_Request:_
Extract every line in the data below that contains the string "screen". The match is case-sensitive.

_Record excerpts:_
*-*-*
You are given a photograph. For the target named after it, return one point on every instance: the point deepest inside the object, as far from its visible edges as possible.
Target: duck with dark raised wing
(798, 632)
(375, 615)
*-*-*
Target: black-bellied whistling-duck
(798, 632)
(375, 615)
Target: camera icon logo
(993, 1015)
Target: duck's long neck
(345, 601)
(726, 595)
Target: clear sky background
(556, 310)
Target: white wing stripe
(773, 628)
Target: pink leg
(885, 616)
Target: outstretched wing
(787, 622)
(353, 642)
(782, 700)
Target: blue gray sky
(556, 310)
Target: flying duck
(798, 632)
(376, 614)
*-*-*
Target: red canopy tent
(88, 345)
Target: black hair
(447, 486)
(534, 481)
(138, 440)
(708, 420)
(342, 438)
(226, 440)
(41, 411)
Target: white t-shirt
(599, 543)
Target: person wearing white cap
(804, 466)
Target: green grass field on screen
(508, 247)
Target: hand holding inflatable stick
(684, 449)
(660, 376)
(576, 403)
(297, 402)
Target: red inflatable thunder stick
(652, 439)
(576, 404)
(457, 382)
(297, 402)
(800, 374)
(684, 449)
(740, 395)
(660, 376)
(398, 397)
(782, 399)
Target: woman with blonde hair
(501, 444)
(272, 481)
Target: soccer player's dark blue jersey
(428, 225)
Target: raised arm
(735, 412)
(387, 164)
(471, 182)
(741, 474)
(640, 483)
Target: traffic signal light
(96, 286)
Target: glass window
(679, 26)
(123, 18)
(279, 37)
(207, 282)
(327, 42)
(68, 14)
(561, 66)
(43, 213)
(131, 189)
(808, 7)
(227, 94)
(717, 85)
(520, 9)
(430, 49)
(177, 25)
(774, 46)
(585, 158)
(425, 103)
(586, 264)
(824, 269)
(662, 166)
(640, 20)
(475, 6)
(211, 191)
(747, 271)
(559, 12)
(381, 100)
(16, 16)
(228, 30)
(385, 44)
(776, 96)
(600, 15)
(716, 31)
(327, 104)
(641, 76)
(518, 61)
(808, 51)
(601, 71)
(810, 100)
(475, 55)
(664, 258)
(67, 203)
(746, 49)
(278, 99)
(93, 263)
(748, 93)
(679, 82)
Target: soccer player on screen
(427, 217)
*-*-*
_Solution to this problem:_
Target: green grass field on screen
Target: soccer player on screen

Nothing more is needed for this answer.